Méndez Vides
Escritor
Hay accidentes geográficos recurrentes en las novelas de Carlos Cortés, como el río Torres, que no ubico sino en la imaginación, pero corre como una cloaca reveladora por algún lado detrás de la Biblioteca Nacional, de la Penitenciaría, de la Fábrica Nacional de Licores o del zoológico, como signo intacto o faro de la búsqueda de identidad de una generación deslumbrada de mundo que sucumbió ante la aparente “pequeñez”, sintiéndose huérfanos de lo grande, ausentes en la utopía revolucionaria, y huérfanos del poder y de la Historia.
En Cruz de Olvido Carlos Cortés acuñó al inicio y al medio de la novela aquella cita de: “nada había ocurrido (…) desde el Big Bang en aquella mediocracia nuestra de todos los días”. Entendiendo que en la vecindad, Nicaragua había vivido una revolución, y que Panamá tuvo lo suyo con Torrijos, y el resto de naciones centroamericanas ardían, mientras Costa Rica era un “invisible” oasis de paz, un alivio “inaprensible localmente” para el reposo de los revolucionarios que llegaban a experimentar el exilio o a conspirar. El narrador expresaba en su primera gran novela un cierto sentido de vacío.
Más adelante, en Larga noche hacia mi madre, el autor descubrió que no se necesitaba vivir turbulentas experiencias sociales cuando la pasión se encontraba próxima, y así escribe la vivencia del “hijo póstumo” que regresa de París a encontrarse en San José con su propia historia. Novela fuerte que ya estaba anticipada desde aquel capítulo XI de El Vampiro de Hatillo, de Cruz de olvido, que bien pudo llamarse El Vampiro del Torres, por el río que tantas imágenes brinda a su creación.
En aquella primera novela, Cortés alienta la imagen pacífica de la vanidad de nación pequeña: “con la época de oro del café, a finales del siglo pasado, los costarricenses construyeron una detallada maqueta de una ciudad europea en miniatura, como la imitación de una ciudad de juguete con fuentes, farolas, escalinatas, balaustradas, paseos, bulevares, quioscos y volantas. Una ciudad nacida solo de la pretensión.”
Ni revolución ni dictaduras, una miniatura, lo que más tarde pone en duda al novelar los acontecimientos de 1919, la llamada Insurrección del pueblo de San José en contra de la fugaz dictadura de los Tinoco, evento que en realidad demostró la vocación pacífica de Costa Rica, porque la presión colectiva fue más poderosa y no permitió por mucho tiempo salirse de la norma a los transgresores.
Para que una dictadura modifique el pensamiento social, envenene la convivencia y deje marcas de hierro en las muñecas, se debe pasar por el costo del tiempo, como los 22 años de Estrada Cabrera en Guatemala, los 42 de Somoza en Nicaragua, o los 31 de Trujillo en Isla Dominicana. Tal cosa, afortunadamente, no sucedió en Costa Rica.
Y en esa fugacidad de la violencia reside la magia de la novela, que tiene múltiples lecturas desde la perspectiva de la ficción.

Tareas por realizar >>
a) En el texto sobre las novelas de Carlos Cortés, ¿cuántos años se atribuyen a Somoza en Nicaragua?
b) Traduce al inglés esta oración del texto sobre las novelas de Carlos Cortés: "El narrador expresaba en su primera gran novela un cierto sentido de vacío."
c) Continúa el texto sobre las novelas de Carlos Cortés a partir de su última oración.
El material no guarda ninguna relación con el texto anterior.

Material proporcionado >>
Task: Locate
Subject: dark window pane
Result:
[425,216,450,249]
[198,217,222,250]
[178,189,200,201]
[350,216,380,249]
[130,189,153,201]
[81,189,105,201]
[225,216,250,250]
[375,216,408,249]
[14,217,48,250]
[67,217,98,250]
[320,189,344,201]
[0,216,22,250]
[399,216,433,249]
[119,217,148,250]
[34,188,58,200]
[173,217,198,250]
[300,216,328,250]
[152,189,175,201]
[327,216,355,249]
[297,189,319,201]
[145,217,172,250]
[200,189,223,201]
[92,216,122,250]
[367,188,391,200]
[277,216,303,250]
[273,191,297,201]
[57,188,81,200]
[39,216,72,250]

Respuestas por tarea >>
a) 42 años.

b) In his first great novel, the narrator expressed a certain sense of emptiness.

c)
La novela está estructurada en tres niveles, empezando por los motivos y hallazgos del autor-narrador que comenta y adopta un rol protagónico, mientras elabora una especie de reportaje periodístico, muy al estilo de la moda francesa practicada por Amin Maalouf, y donde se nos plantea la clave de los acontecimientos del crimen de Joaquín Tinoco que luego desarrolla en la segunda parte, preparando al lector para la tercera y final, donde el narrador es sustituido por voces múltiples que nos conducen por una investigación policiaca sobre la identidad del asesino, el hombre del sombrero negro.
La novela nos traslada a la época del modernismo tardío, de duelos de honor y sesiones de espiritismo, de gente supersticiosa viviendo en un territorio asolado por erupciones volcánicas, eclipses y temblores de tierra. Costa Rica es un país pacífico y tranquilo, donde el supuesto dictador de Zarzuela es retratado de papel crepé como su sobrenombre, “pelico” o el de su esposa “mimita”. El mandatario es suave y vanidoso, pero tiene un hermano cruel, que dirige a la policía y fuerza pública armada, que es quien en realidad manda. El resto de personajes coinciden amables con sus diminutivos evocadores: “Paquito, Niki, Quique, Melico, Mechitos, Yayo, Pánfilo, Fellito… “
El personaje violento es Joaquín, quien tras un par de años de excesos, tortura y muerte, disgusta tanto a la población que deja de ser el primer designado para la sucesión presidencial, y es forzado por el malestar popular y la presión de la potencia del Norte que amenaza con una invasión, a buscar refugio en París, para lo que planifica marcharse con toda la familia, con el presidente que renunciará desde el exterior, y con sus amigos en un barco de la bananera.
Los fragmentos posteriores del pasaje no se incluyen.